WHAT YOU WILL DO —
Retype the listing starting with the line that contains "Can you see the train windshield" and going on through the line that contains "[1059, 393]", with both of those lines included.

--- start of DATA FOR THIS TASK ---

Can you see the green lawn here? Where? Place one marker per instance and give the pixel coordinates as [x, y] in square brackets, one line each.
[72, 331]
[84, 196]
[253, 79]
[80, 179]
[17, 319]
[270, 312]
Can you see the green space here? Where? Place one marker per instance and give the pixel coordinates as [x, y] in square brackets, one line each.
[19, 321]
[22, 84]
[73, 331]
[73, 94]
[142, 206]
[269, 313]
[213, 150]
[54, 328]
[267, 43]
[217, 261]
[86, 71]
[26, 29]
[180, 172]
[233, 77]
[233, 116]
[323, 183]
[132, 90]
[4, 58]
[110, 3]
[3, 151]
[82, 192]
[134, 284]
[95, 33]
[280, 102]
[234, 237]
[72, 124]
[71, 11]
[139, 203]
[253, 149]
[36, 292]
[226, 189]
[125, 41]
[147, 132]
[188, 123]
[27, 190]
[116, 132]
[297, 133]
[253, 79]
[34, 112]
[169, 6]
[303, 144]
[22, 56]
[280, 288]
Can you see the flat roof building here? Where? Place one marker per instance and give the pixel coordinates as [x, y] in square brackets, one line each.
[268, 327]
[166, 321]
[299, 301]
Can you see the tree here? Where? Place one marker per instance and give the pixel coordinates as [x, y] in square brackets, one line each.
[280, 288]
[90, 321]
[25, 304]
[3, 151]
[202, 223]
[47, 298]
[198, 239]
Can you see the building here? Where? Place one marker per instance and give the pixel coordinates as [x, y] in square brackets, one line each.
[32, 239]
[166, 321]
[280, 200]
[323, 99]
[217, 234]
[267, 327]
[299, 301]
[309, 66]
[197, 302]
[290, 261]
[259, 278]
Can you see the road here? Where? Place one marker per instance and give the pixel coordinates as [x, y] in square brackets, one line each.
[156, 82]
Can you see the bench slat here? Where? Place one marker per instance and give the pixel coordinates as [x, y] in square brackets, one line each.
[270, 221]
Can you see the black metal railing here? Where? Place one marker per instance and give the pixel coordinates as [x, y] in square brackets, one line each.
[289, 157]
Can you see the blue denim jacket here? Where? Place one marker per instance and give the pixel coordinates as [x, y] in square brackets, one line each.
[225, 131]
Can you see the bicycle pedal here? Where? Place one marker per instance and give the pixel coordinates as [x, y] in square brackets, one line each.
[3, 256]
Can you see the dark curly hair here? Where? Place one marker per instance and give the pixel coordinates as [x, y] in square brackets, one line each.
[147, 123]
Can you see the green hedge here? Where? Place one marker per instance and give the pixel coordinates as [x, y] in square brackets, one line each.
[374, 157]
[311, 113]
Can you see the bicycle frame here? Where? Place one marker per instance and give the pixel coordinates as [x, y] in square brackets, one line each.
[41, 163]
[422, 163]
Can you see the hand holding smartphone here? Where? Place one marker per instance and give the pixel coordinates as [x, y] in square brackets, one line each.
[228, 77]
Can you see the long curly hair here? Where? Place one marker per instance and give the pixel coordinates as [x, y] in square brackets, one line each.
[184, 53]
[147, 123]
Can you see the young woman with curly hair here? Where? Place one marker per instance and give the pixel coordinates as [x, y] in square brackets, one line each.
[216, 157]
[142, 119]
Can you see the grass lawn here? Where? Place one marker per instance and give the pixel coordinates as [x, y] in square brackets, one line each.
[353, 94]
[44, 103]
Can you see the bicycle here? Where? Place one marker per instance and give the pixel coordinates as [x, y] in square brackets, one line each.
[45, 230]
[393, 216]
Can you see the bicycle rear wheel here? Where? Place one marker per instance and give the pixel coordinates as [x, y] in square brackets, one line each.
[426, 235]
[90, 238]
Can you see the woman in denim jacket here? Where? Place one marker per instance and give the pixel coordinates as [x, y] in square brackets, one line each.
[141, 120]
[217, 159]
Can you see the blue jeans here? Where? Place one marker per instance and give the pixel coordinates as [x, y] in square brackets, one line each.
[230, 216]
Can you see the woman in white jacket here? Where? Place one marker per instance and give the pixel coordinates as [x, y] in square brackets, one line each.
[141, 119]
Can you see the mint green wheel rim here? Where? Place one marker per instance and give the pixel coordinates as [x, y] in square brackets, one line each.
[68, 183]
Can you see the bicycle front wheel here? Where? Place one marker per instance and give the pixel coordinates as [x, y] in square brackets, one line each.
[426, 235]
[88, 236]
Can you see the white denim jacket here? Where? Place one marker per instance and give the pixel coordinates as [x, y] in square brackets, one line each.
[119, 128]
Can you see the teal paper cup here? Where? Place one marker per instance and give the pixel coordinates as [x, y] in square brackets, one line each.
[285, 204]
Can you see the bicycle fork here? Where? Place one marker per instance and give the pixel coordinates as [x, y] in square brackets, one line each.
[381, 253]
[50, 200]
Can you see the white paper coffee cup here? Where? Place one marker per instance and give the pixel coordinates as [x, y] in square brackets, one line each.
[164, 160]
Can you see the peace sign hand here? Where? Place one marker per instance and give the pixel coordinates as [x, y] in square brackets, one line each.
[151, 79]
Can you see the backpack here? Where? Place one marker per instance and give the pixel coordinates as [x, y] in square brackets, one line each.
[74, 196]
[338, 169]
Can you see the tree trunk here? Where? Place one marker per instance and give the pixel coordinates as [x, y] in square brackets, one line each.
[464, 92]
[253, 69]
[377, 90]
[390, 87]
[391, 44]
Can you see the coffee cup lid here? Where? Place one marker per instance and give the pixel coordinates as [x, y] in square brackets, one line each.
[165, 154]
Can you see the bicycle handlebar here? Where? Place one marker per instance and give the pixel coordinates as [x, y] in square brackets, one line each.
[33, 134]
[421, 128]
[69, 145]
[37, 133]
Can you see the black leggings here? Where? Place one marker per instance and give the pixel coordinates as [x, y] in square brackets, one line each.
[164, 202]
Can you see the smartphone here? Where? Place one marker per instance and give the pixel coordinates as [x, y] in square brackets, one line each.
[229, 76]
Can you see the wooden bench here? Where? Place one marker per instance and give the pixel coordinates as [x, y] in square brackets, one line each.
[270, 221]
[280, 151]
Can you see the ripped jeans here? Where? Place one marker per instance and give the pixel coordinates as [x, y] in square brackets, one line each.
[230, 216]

--- end of DATA FOR THIS TASK ---
--- start of DATA FOR THIS TASK ---

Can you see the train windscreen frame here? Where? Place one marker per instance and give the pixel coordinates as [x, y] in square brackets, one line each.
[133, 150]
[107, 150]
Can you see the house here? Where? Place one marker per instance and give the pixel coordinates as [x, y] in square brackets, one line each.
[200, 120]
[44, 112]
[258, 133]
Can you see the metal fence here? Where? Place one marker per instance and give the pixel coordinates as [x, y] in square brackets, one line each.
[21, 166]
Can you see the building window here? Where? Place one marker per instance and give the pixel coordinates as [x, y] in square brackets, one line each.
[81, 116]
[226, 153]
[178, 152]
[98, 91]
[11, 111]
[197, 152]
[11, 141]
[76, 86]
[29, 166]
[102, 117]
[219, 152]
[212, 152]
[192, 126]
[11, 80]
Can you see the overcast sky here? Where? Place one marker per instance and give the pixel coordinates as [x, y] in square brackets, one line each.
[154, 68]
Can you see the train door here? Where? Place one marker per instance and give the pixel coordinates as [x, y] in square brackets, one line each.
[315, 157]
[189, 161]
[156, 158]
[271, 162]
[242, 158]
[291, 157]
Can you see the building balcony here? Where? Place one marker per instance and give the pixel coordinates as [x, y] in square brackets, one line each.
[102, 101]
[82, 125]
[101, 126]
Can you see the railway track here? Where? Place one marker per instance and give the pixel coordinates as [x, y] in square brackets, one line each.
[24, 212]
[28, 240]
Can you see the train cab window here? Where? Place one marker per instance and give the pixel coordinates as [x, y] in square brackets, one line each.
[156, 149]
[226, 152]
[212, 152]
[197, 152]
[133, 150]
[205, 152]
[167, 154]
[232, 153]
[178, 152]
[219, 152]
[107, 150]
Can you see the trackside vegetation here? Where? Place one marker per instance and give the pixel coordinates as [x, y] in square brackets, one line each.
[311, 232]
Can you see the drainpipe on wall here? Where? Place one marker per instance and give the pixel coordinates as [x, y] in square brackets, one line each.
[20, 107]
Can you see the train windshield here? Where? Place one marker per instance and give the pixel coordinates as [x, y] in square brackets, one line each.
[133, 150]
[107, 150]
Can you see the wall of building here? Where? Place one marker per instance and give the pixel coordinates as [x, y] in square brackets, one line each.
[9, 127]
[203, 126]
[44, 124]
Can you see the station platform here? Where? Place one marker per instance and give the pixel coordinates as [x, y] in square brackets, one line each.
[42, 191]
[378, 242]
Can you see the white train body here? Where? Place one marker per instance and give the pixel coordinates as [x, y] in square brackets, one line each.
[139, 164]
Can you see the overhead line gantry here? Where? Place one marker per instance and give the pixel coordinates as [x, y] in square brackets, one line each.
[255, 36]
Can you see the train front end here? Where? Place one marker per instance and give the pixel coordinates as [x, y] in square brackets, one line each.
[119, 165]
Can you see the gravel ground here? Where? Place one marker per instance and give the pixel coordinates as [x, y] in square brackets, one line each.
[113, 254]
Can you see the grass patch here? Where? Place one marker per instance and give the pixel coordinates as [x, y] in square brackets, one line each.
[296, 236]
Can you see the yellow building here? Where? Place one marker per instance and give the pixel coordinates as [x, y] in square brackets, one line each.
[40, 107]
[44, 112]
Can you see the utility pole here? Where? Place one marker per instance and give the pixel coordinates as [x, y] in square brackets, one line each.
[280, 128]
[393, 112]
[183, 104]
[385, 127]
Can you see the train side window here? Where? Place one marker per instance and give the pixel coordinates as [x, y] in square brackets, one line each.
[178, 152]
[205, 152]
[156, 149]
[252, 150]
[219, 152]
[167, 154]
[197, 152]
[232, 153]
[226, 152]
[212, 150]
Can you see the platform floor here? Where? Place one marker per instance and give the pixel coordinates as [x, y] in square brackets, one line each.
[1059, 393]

--- end of DATA FOR THIS TASK ---

SOLUTION BELOW —
Can you see the train windshield here? Where? Place one marker per instance and give the pixel coordinates as [x, y] in square brackets, one line each.
[133, 150]
[107, 150]
Can you see the wall of building here? Where? Place one marker per instance and give the pixel coordinates as [x, y] in square brackets, one line each.
[9, 127]
[203, 126]
[44, 124]
Can you see the station platform here? Where? Place one marker per instance and give the pixel coordinates as [x, y] in square brackets, one line each.
[42, 191]
[378, 242]
Can you see the white train body here? Where? Place one marker per instance and give the pixel coordinates as [x, y] in square brackets, one line each.
[139, 164]
Can you see the overhead line gantry here? Where? Place one marker per instance and give the pixel coordinates as [x, y] in square brackets, one line each.
[255, 36]
Can you see the train front end here? Where? Place one marker per instance and give the pixel coordinates as [x, y] in square brackets, one line each.
[119, 165]
Can you see the gravel ground here? Where? Place one marker per instance and give the pixel coordinates as [x, y] in square brackets, one line each.
[113, 254]
Can you see the grass patch here? Where? Place one marker per instance and give the pixel coordinates as [x, y] in square brackets, one line each.
[296, 236]
Can you see the yellow building here? Where? Place one marker per instance and give the pixel coordinates as [x, y] in square brackets, one line each.
[40, 107]
[44, 112]
Can you see the utility pole here? Where? Place one marker per instance and give the pixel coordinates as [x, y] in square brackets, one line each.
[280, 128]
[393, 112]
[183, 104]
[385, 127]
Can you see the train side window here? Where? Place one marker per instance and give the pixel coordinates as [x, y] in square brackets, one line each.
[178, 152]
[205, 152]
[156, 149]
[252, 150]
[219, 152]
[167, 154]
[197, 152]
[232, 153]
[226, 152]
[212, 150]
Can you see the platform floor here? Where? Place one marker per instance and give the pixel coordinates as [x, y] in square brackets, one line each.
[1059, 393]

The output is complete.